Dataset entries
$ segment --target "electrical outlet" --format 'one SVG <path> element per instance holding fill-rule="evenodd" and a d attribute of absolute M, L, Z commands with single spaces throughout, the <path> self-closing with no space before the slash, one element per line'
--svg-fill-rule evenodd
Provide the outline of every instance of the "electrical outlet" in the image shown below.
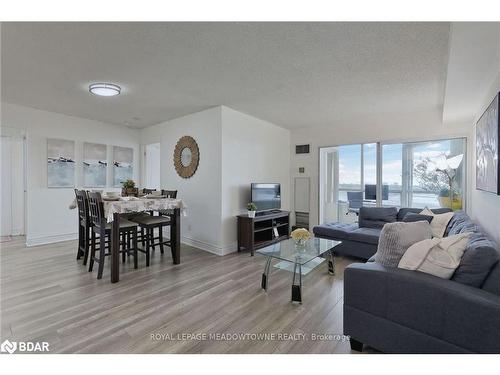
<path fill-rule="evenodd" d="M 188 225 L 188 231 L 191 232 L 191 224 Z"/>

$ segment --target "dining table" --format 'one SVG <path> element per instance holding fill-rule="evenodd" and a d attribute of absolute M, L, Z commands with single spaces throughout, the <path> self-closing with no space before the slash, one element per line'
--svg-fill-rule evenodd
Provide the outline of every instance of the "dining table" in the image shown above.
<path fill-rule="evenodd" d="M 110 258 L 111 282 L 120 281 L 120 216 L 134 212 L 161 211 L 162 215 L 170 218 L 170 243 L 174 264 L 181 263 L 181 216 L 186 216 L 186 205 L 182 199 L 159 196 L 146 197 L 119 197 L 108 199 L 103 196 L 104 216 L 111 223 Z M 76 208 L 76 200 L 69 206 Z"/>

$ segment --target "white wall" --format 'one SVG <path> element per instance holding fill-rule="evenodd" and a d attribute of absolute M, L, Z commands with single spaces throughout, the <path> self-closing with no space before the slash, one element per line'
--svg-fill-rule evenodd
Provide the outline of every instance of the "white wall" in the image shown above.
<path fill-rule="evenodd" d="M 474 124 L 470 128 L 470 216 L 477 221 L 486 232 L 500 244 L 500 196 L 476 190 L 476 126 L 475 123 L 484 113 L 495 95 L 500 91 L 500 71 L 490 89 L 485 93 L 481 107 L 475 114 Z"/>
<path fill-rule="evenodd" d="M 68 206 L 73 188 L 47 188 L 47 138 L 75 141 L 76 187 L 82 185 L 83 142 L 103 143 L 134 149 L 134 179 L 139 176 L 139 131 L 102 122 L 2 103 L 2 126 L 26 130 L 28 245 L 56 242 L 77 237 L 77 212 Z M 108 147 L 108 165 L 111 163 Z M 111 168 L 108 168 L 110 170 Z M 108 171 L 109 172 L 109 171 Z M 108 186 L 112 181 L 108 173 Z M 119 190 L 107 188 L 106 190 Z"/>
<path fill-rule="evenodd" d="M 179 177 L 174 168 L 174 148 L 182 136 L 198 143 L 200 163 L 188 179 Z M 221 107 L 193 113 L 142 129 L 143 145 L 160 142 L 161 187 L 178 190 L 188 207 L 181 218 L 184 243 L 221 254 Z"/>
<path fill-rule="evenodd" d="M 236 217 L 246 212 L 250 183 L 281 184 L 290 209 L 290 131 L 222 107 L 222 253 L 236 251 Z"/>
<path fill-rule="evenodd" d="M 134 180 L 140 186 L 139 150 L 160 143 L 161 187 L 177 189 L 188 206 L 188 216 L 181 219 L 182 241 L 219 255 L 236 251 L 235 215 L 245 211 L 251 182 L 281 183 L 283 209 L 290 207 L 290 132 L 227 107 L 139 130 L 2 103 L 2 126 L 26 132 L 28 245 L 77 236 L 77 212 L 68 209 L 73 188 L 47 188 L 47 138 L 74 140 L 78 165 L 83 142 L 132 147 Z M 192 136 L 200 148 L 198 170 L 189 179 L 179 177 L 173 165 L 175 145 L 184 135 Z M 76 187 L 82 177 L 77 168 Z M 108 171 L 106 190 L 119 190 L 111 187 L 111 177 Z"/>
<path fill-rule="evenodd" d="M 405 116 L 381 114 L 376 118 L 360 118 L 349 123 L 338 123 L 332 120 L 329 128 L 293 130 L 291 133 L 291 178 L 311 178 L 310 227 L 318 224 L 320 147 L 380 141 L 468 137 L 469 135 L 469 124 L 443 125 L 439 109 L 431 112 L 409 113 Z M 310 153 L 296 155 L 295 145 L 298 144 L 310 144 Z M 305 167 L 305 173 L 299 173 L 299 167 Z M 293 190 L 293 185 L 291 187 Z M 293 196 L 293 191 L 291 191 L 291 196 Z"/>
<path fill-rule="evenodd" d="M 188 179 L 177 175 L 174 148 L 182 136 L 198 143 L 200 164 Z M 219 106 L 141 131 L 141 144 L 160 142 L 161 186 L 178 190 L 188 209 L 184 243 L 218 255 L 236 251 L 236 218 L 249 200 L 250 183 L 280 182 L 289 208 L 290 133 L 269 122 Z"/>
<path fill-rule="evenodd" d="M 144 156 L 146 158 L 144 163 L 144 179 L 143 185 L 148 189 L 161 189 L 161 155 L 160 144 L 152 143 L 146 145 Z"/>

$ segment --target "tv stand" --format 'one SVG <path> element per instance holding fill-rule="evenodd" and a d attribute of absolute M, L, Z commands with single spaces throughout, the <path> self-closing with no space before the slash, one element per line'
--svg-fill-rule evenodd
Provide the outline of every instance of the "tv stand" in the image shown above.
<path fill-rule="evenodd" d="M 281 210 L 269 210 L 269 211 L 261 211 L 261 212 L 256 212 L 255 216 L 266 216 L 266 215 L 271 215 L 271 214 L 279 214 L 283 211 Z"/>
<path fill-rule="evenodd" d="M 273 210 L 259 213 L 254 218 L 238 215 L 238 252 L 254 251 L 290 236 L 290 212 Z"/>

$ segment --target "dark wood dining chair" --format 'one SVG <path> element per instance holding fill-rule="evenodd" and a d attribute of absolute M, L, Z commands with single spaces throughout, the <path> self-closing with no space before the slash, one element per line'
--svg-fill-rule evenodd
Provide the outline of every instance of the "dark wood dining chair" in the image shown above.
<path fill-rule="evenodd" d="M 167 198 L 176 199 L 177 198 L 177 190 L 164 190 L 164 189 L 161 189 L 161 195 L 165 196 Z M 169 217 L 170 213 L 171 212 L 168 211 L 168 210 L 160 210 L 159 211 L 159 215 L 166 216 L 166 217 Z"/>
<path fill-rule="evenodd" d="M 144 194 L 144 195 L 151 194 L 153 191 L 156 191 L 156 189 L 147 189 L 147 188 L 144 188 L 144 189 L 141 190 L 142 194 Z"/>
<path fill-rule="evenodd" d="M 143 247 L 145 247 L 146 267 L 148 267 L 151 249 L 154 250 L 155 246 L 160 246 L 160 253 L 163 254 L 164 245 L 172 247 L 170 240 L 163 239 L 163 228 L 171 224 L 170 217 L 163 215 L 139 215 L 131 217 L 130 220 L 137 223 L 141 228 L 141 240 Z M 155 237 L 155 229 L 158 229 L 157 237 Z"/>
<path fill-rule="evenodd" d="M 78 207 L 78 250 L 76 259 L 83 256 L 83 265 L 87 265 L 90 250 L 90 222 L 87 193 L 85 190 L 75 189 L 76 205 Z"/>
<path fill-rule="evenodd" d="M 163 190 L 161 189 L 161 195 L 166 196 L 167 198 L 177 198 L 177 190 Z"/>
<path fill-rule="evenodd" d="M 109 237 L 111 234 L 111 223 L 106 222 L 101 193 L 87 192 L 87 200 L 90 221 L 92 224 L 89 272 L 92 272 L 94 262 L 97 262 L 99 264 L 97 270 L 97 278 L 101 279 L 102 273 L 104 271 L 104 260 L 106 256 L 110 255 L 109 251 L 106 252 L 106 248 L 110 249 L 110 246 L 106 246 L 106 238 L 108 238 L 109 242 Z M 96 257 L 97 234 L 99 235 L 99 257 Z M 125 262 L 126 255 L 133 255 L 134 268 L 137 268 L 137 252 L 139 251 L 137 246 L 137 224 L 132 221 L 120 218 L 120 234 L 122 235 L 122 249 L 119 251 L 120 254 L 122 254 L 122 261 Z M 130 243 L 130 241 L 125 240 L 126 237 L 132 238 L 132 244 Z"/>
<path fill-rule="evenodd" d="M 161 189 L 161 195 L 164 196 L 164 197 L 167 197 L 167 198 L 171 198 L 171 199 L 176 199 L 177 198 L 177 190 L 165 190 L 165 189 Z M 160 210 L 158 211 L 158 215 L 159 216 L 163 216 L 165 218 L 168 218 L 168 220 L 170 221 L 170 214 L 171 212 L 169 210 Z M 170 225 L 170 224 L 168 224 Z M 166 225 L 166 226 L 168 226 Z M 143 231 L 141 230 L 141 233 Z M 160 230 L 161 232 L 161 230 Z M 154 229 L 151 231 L 150 233 L 150 236 L 151 238 L 153 238 L 153 242 L 152 242 L 152 249 L 153 251 L 155 250 L 155 246 L 158 245 L 159 243 L 163 242 L 163 244 L 166 244 L 168 246 L 170 246 L 170 242 L 169 241 L 166 241 L 164 242 L 163 241 L 163 233 L 159 233 L 158 237 L 155 237 L 154 236 Z M 158 240 L 158 243 L 156 243 L 155 241 Z M 163 254 L 163 245 L 161 246 L 160 248 L 160 251 L 161 253 Z"/>

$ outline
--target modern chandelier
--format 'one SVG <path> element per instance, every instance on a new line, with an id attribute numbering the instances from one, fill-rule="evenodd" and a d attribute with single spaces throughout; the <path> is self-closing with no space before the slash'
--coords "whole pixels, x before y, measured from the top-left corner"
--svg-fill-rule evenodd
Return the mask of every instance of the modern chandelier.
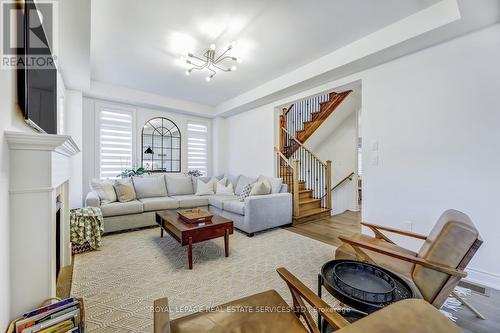
<path id="1" fill-rule="evenodd" d="M 190 65 L 190 68 L 186 70 L 186 75 L 191 75 L 192 71 L 207 71 L 209 75 L 205 80 L 210 82 L 218 71 L 234 72 L 237 69 L 234 63 L 242 63 L 240 58 L 228 54 L 235 45 L 236 42 L 231 42 L 226 50 L 220 55 L 215 51 L 215 44 L 210 44 L 209 48 L 203 54 L 203 57 L 197 57 L 193 53 L 188 53 L 188 57 L 183 58 L 183 60 Z"/>

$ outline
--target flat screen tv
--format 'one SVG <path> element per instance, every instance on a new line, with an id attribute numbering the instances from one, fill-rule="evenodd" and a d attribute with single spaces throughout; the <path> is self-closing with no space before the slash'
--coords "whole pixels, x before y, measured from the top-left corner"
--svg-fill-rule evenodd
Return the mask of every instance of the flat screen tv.
<path id="1" fill-rule="evenodd" d="M 40 132 L 57 134 L 57 68 L 39 12 L 33 1 L 24 1 L 23 36 L 18 49 L 18 103 L 26 122 Z M 36 44 L 36 45 L 34 45 Z"/>

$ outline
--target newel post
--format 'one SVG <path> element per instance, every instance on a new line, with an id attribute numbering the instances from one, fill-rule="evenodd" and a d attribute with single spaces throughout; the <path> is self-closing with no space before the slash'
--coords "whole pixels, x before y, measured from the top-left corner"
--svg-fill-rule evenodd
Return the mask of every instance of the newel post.
<path id="1" fill-rule="evenodd" d="M 332 161 L 326 161 L 326 208 L 332 209 Z"/>
<path id="2" fill-rule="evenodd" d="M 283 133 L 282 128 L 286 127 L 286 116 L 284 114 L 280 114 L 280 128 L 279 128 L 279 136 L 280 136 L 280 152 L 285 153 L 285 134 Z"/>
<path id="3" fill-rule="evenodd" d="M 293 161 L 293 215 L 299 216 L 299 160 Z"/>

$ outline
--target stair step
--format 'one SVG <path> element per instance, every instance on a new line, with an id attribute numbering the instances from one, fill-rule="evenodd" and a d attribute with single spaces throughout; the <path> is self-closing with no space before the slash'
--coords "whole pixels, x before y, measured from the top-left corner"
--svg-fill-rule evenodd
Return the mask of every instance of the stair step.
<path id="1" fill-rule="evenodd" d="M 312 198 L 313 195 L 313 190 L 302 190 L 299 191 L 299 200 L 300 199 L 306 199 L 306 198 Z"/>
<path id="2" fill-rule="evenodd" d="M 293 224 L 301 224 L 304 222 L 318 220 L 323 217 L 330 216 L 330 210 L 328 208 L 314 208 L 308 209 L 303 212 L 300 212 L 299 216 L 293 217 Z"/>
<path id="3" fill-rule="evenodd" d="M 310 209 L 321 208 L 321 199 L 307 198 L 300 199 L 299 197 L 299 207 L 300 210 L 308 211 Z"/>

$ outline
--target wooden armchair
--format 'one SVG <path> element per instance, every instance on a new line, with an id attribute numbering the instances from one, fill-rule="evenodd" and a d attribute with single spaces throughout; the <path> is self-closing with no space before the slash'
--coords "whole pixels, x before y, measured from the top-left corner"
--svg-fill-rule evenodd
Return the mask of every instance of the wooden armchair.
<path id="1" fill-rule="evenodd" d="M 316 309 L 341 333 L 462 332 L 425 301 L 415 299 L 397 302 L 354 324 L 349 324 L 292 273 L 285 268 L 278 268 L 277 272 L 290 288 L 292 307 L 289 307 L 276 291 L 269 290 L 217 306 L 217 311 L 197 312 L 170 321 L 168 300 L 161 298 L 154 302 L 154 332 L 319 333 L 308 307 Z"/>
<path id="2" fill-rule="evenodd" d="M 363 234 L 339 236 L 343 244 L 335 251 L 336 259 L 355 259 L 386 267 L 413 282 L 419 296 L 436 308 L 439 309 L 451 294 L 484 319 L 453 291 L 460 279 L 467 276 L 464 269 L 483 242 L 467 215 L 447 210 L 429 236 L 370 223 L 362 225 L 370 228 L 375 237 Z M 383 231 L 416 238 L 424 243 L 416 253 L 396 245 Z"/>

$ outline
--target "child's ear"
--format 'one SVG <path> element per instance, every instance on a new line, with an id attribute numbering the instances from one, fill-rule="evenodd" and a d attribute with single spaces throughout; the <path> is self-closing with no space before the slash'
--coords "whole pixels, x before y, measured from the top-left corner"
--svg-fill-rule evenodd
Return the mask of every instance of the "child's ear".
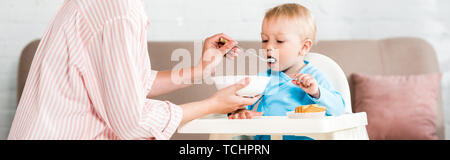
<path id="1" fill-rule="evenodd" d="M 305 43 L 303 43 L 302 49 L 300 50 L 300 55 L 304 56 L 306 53 L 309 52 L 309 50 L 312 47 L 312 41 L 311 39 L 306 39 Z"/>

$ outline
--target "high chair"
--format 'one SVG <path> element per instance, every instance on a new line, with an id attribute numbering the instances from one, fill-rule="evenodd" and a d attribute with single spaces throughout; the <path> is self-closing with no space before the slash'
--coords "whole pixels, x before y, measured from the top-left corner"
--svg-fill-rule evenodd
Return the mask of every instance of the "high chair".
<path id="1" fill-rule="evenodd" d="M 344 97 L 345 113 L 320 119 L 288 119 L 285 116 L 261 116 L 254 119 L 233 119 L 226 116 L 193 120 L 178 129 L 179 133 L 209 133 L 211 140 L 236 139 L 238 135 L 271 135 L 281 140 L 282 135 L 308 136 L 313 139 L 367 140 L 367 115 L 352 113 L 350 88 L 341 67 L 331 58 L 308 53 L 305 60 L 319 68 Z M 240 138 L 242 139 L 242 137 Z"/>

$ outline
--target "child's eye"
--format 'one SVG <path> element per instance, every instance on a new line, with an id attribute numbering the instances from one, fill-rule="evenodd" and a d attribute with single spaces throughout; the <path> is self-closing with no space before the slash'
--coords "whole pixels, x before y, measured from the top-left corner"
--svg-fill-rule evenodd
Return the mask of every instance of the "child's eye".
<path id="1" fill-rule="evenodd" d="M 262 43 L 267 43 L 269 42 L 269 40 L 262 40 Z"/>
<path id="2" fill-rule="evenodd" d="M 278 40 L 277 40 L 277 43 L 283 43 L 283 42 L 284 42 L 284 41 L 278 41 Z"/>

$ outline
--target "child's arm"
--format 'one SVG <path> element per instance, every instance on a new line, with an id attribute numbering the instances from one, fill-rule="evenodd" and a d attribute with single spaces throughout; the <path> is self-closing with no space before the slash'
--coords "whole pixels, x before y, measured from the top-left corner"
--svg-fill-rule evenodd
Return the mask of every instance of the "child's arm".
<path id="1" fill-rule="evenodd" d="M 320 82 L 308 74 L 297 74 L 292 81 L 308 93 L 307 96 L 311 101 L 327 107 L 327 115 L 337 116 L 342 114 L 345 110 L 345 102 L 341 93 L 336 91 L 326 79 L 322 79 Z"/>
<path id="2" fill-rule="evenodd" d="M 295 75 L 292 83 L 303 89 L 303 91 L 308 93 L 310 96 L 317 99 L 320 98 L 319 84 L 313 76 L 309 74 L 299 73 Z"/>

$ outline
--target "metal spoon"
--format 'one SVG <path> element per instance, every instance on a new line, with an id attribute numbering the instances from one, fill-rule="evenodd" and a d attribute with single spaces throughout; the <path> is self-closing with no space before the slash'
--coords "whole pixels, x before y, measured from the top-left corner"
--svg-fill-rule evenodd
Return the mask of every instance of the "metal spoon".
<path id="1" fill-rule="evenodd" d="M 227 42 L 228 42 L 228 40 L 226 40 L 225 38 L 220 37 L 220 39 L 219 39 L 219 44 L 224 45 L 224 44 L 227 43 Z M 233 48 L 239 48 L 239 50 L 242 50 L 242 51 L 244 50 L 244 49 L 243 49 L 242 47 L 240 47 L 240 46 L 235 46 L 235 47 L 233 47 Z M 225 55 L 231 54 L 232 51 L 233 51 L 232 49 L 229 50 L 227 53 L 225 53 Z M 275 62 L 277 62 L 277 59 L 275 59 L 275 58 L 273 58 L 273 57 L 270 57 L 270 58 L 264 58 L 264 57 L 261 57 L 261 56 L 257 55 L 257 54 L 254 53 L 254 52 L 252 52 L 252 55 L 258 57 L 260 60 L 262 60 L 262 61 L 264 61 L 264 62 L 268 62 L 268 63 L 275 63 Z"/>

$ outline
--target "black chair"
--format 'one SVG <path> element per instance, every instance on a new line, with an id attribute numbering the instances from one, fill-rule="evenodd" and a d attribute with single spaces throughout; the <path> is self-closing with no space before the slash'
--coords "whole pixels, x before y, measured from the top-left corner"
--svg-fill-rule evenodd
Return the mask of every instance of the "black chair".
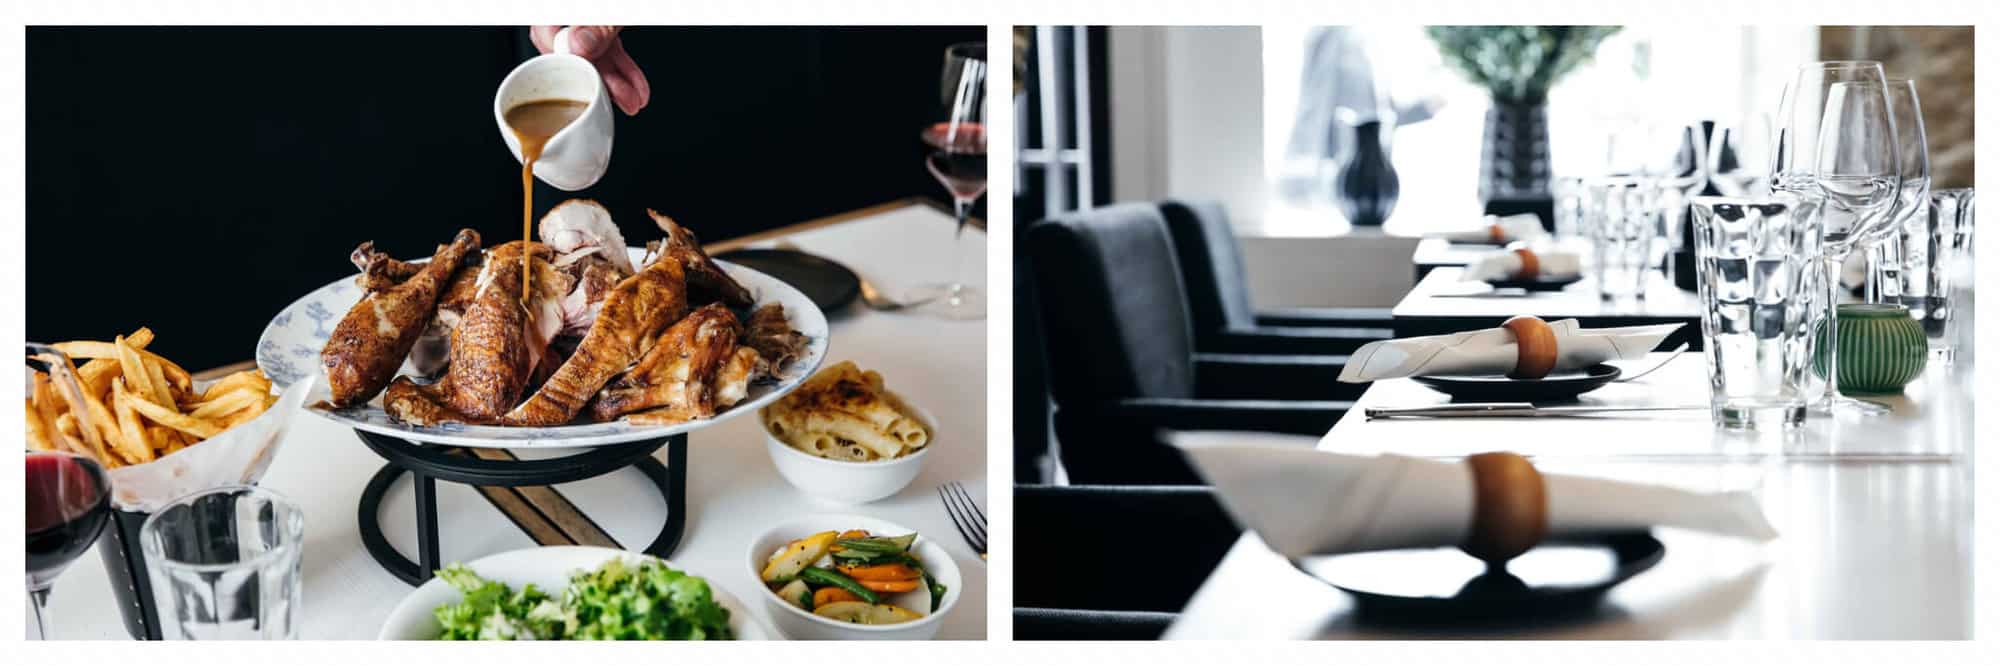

## Activity
Copy out each line of the data containing the string "black".

## Result of this task
--target "black chair"
Return the mask of every instance of the "black chair".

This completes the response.